• Dataset records:
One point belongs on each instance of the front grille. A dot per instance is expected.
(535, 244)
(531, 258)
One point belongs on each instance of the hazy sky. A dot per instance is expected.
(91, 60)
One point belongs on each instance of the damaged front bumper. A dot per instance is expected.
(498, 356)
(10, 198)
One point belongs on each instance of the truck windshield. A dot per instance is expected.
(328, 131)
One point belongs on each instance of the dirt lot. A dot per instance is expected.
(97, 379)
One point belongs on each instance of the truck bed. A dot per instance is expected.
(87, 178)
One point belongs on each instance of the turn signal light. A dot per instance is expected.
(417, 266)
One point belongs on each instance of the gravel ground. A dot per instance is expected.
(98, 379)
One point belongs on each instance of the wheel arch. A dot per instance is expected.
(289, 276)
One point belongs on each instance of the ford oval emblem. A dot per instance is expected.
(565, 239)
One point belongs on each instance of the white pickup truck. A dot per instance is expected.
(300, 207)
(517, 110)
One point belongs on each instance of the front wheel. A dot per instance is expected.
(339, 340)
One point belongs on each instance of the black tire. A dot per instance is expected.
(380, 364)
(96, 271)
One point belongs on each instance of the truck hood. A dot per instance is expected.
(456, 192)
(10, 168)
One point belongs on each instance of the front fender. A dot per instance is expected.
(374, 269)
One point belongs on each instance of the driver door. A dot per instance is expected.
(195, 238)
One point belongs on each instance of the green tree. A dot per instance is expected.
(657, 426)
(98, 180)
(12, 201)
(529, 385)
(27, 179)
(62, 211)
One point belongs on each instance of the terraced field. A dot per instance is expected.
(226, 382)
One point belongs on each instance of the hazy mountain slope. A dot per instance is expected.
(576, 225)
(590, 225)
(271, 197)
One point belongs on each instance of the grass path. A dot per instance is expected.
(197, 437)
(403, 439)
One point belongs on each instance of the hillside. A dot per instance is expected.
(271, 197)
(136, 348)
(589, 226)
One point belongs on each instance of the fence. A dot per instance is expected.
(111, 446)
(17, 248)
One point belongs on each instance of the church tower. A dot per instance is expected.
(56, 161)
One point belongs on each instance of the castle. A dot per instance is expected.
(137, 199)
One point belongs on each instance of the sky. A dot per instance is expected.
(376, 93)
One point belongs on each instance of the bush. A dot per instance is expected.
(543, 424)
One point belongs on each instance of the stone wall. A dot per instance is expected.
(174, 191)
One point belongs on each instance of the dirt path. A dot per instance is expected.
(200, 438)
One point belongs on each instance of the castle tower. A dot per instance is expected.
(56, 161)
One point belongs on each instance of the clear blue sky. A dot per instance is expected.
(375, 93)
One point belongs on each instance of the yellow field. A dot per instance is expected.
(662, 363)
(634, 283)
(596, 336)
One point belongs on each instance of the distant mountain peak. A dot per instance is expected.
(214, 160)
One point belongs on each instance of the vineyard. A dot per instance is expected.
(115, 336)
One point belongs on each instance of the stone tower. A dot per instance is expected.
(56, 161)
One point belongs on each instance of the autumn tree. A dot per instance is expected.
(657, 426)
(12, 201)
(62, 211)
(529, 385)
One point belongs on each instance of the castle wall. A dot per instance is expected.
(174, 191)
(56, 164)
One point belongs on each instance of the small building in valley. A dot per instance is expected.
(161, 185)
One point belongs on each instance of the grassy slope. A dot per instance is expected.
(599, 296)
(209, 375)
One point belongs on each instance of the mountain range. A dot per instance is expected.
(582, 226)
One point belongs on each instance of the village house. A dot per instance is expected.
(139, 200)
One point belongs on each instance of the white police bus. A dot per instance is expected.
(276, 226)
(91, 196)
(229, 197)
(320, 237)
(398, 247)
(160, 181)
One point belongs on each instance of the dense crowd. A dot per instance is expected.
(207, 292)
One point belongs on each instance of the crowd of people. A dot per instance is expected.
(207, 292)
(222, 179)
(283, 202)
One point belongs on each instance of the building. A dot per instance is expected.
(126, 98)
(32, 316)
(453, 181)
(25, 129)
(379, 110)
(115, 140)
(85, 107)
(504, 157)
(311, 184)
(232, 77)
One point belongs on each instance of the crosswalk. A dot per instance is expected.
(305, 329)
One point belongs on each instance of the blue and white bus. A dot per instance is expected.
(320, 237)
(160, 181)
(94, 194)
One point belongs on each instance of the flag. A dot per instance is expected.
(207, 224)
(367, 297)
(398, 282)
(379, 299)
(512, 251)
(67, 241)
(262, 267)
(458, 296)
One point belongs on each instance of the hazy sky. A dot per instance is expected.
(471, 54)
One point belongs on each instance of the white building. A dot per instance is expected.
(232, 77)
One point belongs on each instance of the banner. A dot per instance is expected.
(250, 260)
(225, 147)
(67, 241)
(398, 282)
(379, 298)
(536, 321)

• Request:
Please rewrite all of the data above with "A dot per instance" changed to "One mark per instance" wherever it occurs, leaving everything else the same.

• Task response:
One point belongs on each instance of the front grille. One mark per instance is expected.
(535, 244)
(531, 258)
One point belongs on each instance of the hazy sky. One mark per instance is expected.
(91, 60)
One point belongs on each instance of the damaged front bumper. One mark per instance is expected.
(498, 356)
(10, 198)
One point belongs on each instance of the truck windshield. One mark per instance is expected.
(328, 131)
One point belongs on each instance of the dirt lot. One mark per instance is expected.
(97, 379)
One point belongs on each instance of the truck bed. One mark per instance is expected.
(87, 178)
One point belongs on each instance of the turn signal light. One mark per instance is expected.
(417, 266)
One point belongs on each instance of the gravel ground. One mark per instance is expected.
(98, 379)
One point belongs on each instance of the wheel arch. One mark per instance is expected.
(289, 276)
One point belongs on each instance of the ford oval emblem. One mark per instance is expected.
(565, 239)
One point belongs on each instance of the white pickup truck. One mark per instance is expected.
(300, 207)
(517, 110)
One point belongs on each instance of the front wheel. One mark per instance is expected.
(339, 340)
One point belongs on each instance of the black tire. One mark per instance is expected.
(380, 364)
(96, 271)
One point belongs on each instance of the truck hood. One mark per instance is expected.
(456, 192)
(10, 168)
One point belongs on each instance of the front fender. One mark per instance is expected.
(374, 269)
One point belongs on each instance of the driver door. One mark per instance is expected.
(195, 238)
One point belongs on each instance of the green tree. One mark per instance is expected.
(657, 426)
(98, 180)
(12, 201)
(529, 385)
(27, 179)
(62, 211)
One point belongs on each instance of the terraced field. One mark per instance is expected.
(226, 382)
One point belongs on each instance of the hazy mountain slope. One mark per instance is expected.
(576, 225)
(590, 225)
(271, 197)
One point belongs on each instance of the grass path. One mark per instance is expected.
(197, 437)
(403, 439)
One point belongs on each instance of the hillside. One mark per instance is expected.
(271, 197)
(136, 348)
(589, 226)
One point belongs on each instance of the fence. One mark per instance is expected.
(111, 446)
(17, 248)
One point belongs on each instance of the church tower. One mark per instance is expected.
(56, 161)
One point belongs on each instance of the castle. One mark per instance is expected.
(137, 199)
One point belongs on each instance of the sky. One mark per instance is expected.
(376, 93)
One point belongs on each instance of the bush. One mark per instance is expected.
(543, 424)
One point belongs on each instance of the stone wall. One mark per instance is expected.
(174, 191)
One point belongs on each instance of the dirt path. One mark per instance is expected.
(200, 438)
One point belongs on each instance of the castle tower. One mark per instance is expected.
(56, 161)
One point belongs on each instance of the clear blue sky. One mark per instance is expected.
(375, 93)
One point belongs on each instance of the yellow field. One mark per instance is expected.
(662, 363)
(634, 283)
(596, 336)
One point belongs on each instance of the distant mountain peak. One mark per instance is expected.
(214, 160)
One point belongs on each instance of the vineyard. One mark per instance is expected.
(115, 336)
One point belongs on each instance of the stone tower. One mark per instance is expected.
(56, 161)
One point belongs on each instance of the autumn tree. One mark per instance is expected.
(657, 426)
(12, 201)
(62, 211)
(529, 385)
One point belongs on each instance of the castle wall. One mark per instance is expected.
(174, 191)
(56, 164)
One point belongs on each instance of the small building in valley. One mark per instance is expected.
(161, 185)
One point belongs on each instance of the grassy slope. One mark per instance is expected.
(599, 296)
(209, 375)
One point belongs on each instance of the mountain range. One mark per instance is expected.
(582, 226)
One point belongs on each instance of the village house. One mark per instance is expected.
(139, 200)
One point belongs on each instance of the white police bus. One mark per instance is expected.
(276, 226)
(91, 196)
(229, 197)
(320, 237)
(398, 247)
(160, 181)
One point belongs on each instance of the dense crowd. One mark per instance is expected.
(207, 292)
One point belongs on each instance of the crowd of people. One mark per instance is expected.
(207, 292)
(222, 179)
(283, 202)
One point belongs on each instance of the building. One mark per instance is expected.
(126, 98)
(32, 316)
(453, 181)
(25, 129)
(379, 110)
(115, 140)
(85, 107)
(504, 157)
(311, 184)
(232, 77)
One point belongs on each instance of the crosswalk. One mark per instance is expected.
(305, 329)
One point belongs on each instance of the blue and white bus. One mark per instance is expected.
(320, 237)
(160, 181)
(94, 194)
One point belongs on each instance of the flag. One mark per instance is expected.
(207, 224)
(367, 297)
(398, 282)
(379, 299)
(512, 251)
(67, 241)
(262, 267)
(458, 296)
One point belongs on each instance of the hazy sky. One mark per instance is expected.
(471, 54)
One point belongs on each instance of the white building. One mark per instance is expected.
(232, 77)
One point belongs on each instance of the banner. One mark per instance is expected.
(250, 260)
(225, 147)
(67, 241)
(398, 282)
(379, 298)
(536, 321)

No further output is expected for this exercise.